■ **Action item**: Carry on the discussion thread below about mental health treatment for pedophiles, starting right after its last comment.

*** Opening of Source text ***

Seriously, have you seen pedophile rehab? They'll literally show pedos suggestive images of kids then measure their penis to see if they get a boner. It's pretty sickening, tbh.
What do you know of the current methods. Where did this information come from? I’d really like to see it. You spoke with such knowledge, you must have the data to make it up, right?
i read three of the sources you provided (all of them, except the book), and the only thing you've said which is true is that the treatment 'includes acceptance of their desires' (though you have added the words 'as normal')
the other two claims you've made, including 'it does not prohibit any fictional materials including children' and 'by stripping away safe outlets we may come at risk of these people increasingly turning to real CSAM' are your own inventions, and are not stated anywhere in the texts you have linked, in fact, they are directly refuted by both of them, because the actual prevention project recommends a combination of cognitive behavioral therapy and medication
I specifically addressed the "current methods" part of it, as questioned.
The second point was beyond the scope of the sources I provided, except maybe the book, but the project is in line with this as well - it does not focus on the fictional materials and does not explicitly prohibit them. It doesn't encourage the consumption of such materials, either, so the position can be best described as "neutral". It does, however, strongly object real CSAM.
The latter was answered in another thread - yes, you are right about this being my speculation, as the scientific community, for all I know, currently doesn't have data to either prove or disprove this point. But that seems likely to me.
Current mental help methods for pedophiles include acceptance of their desires as normal, just not something to act on IRL.
I am not aware of the research in this area although I have a minor psych background so that's interesting and makes sense in hindsight. My understanding is that a large part of the compulsion is driven by guilt, shame, feelings of worthlessness, prior victimizations of themselves, etc. Essentially trying to gain a sense of power by taking it from those more vulnerable than them, like an abuser beating their spouse because someone at work put them down. So it makes sense to encourage a sense of power and lessen any sense of guilt and shame.

*** Close of Source text ***
*** Opening of Data section ***

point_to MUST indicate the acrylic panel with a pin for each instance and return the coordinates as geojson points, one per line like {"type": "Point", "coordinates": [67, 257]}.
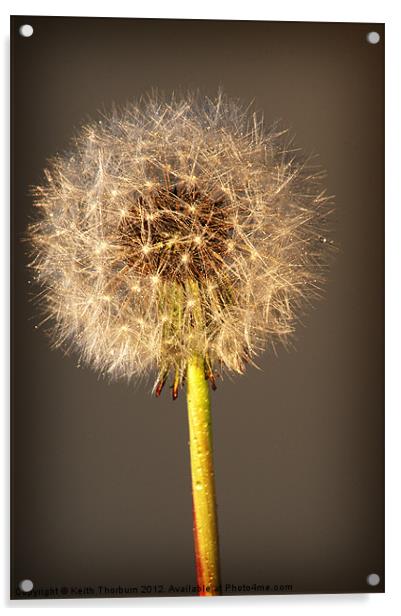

*** Close of Data section ***

■ **Written answer**:
On a side note, I can't imagine having their name plastered everywhere does anything but trigger the compulsion to re-offend. Maybe when we advance more as a society, we can separate individuals into categories of has-offended and child-attracted, with the former being on a public danger list and the latter having frequent discreet visits by social workers and mandatory counselors, etc. To lessen the chance of offense and possibly start helping them before they get to the offense stage (those that were ever going to offend.)
I'm pretty sure that this is not true. I'd love to see sources.
There was some research before the ongoing AI-panic, focusing on hentai instead. As it is as "harmless" as the AI-generated content.
And I do recall that at the time there were voices in research making the point that the consumption of material did not have correlation with actually reducing the urges. So this seems highly unlikely.
Upon proper search, I agree I must have been too rushed in decisions as the topic of the influence of computer-generated or drawn CSAM on escalation in offending still seems to be a matter of speculations, with severe lack of sources on both sides (correct me if I'm wrong).
Both sides draw from singular testimonials.
Still, I will remove the notion on science. Thank you for issuing the correction.
P.S. This paper does some job of evaluating both sides, although has its own strong bias not based on presented evidence. Still, it is useful to get some basic overview of the current state of affairs.
You're using sensationalist language to hide the fact that you're the person in this conversation arguing for more aexual abuse of children, not me. I'm advocating for using drawn artwork to reduce abuse of children. You're advocating for banning said artwork, which we know leads to more abuse of real children.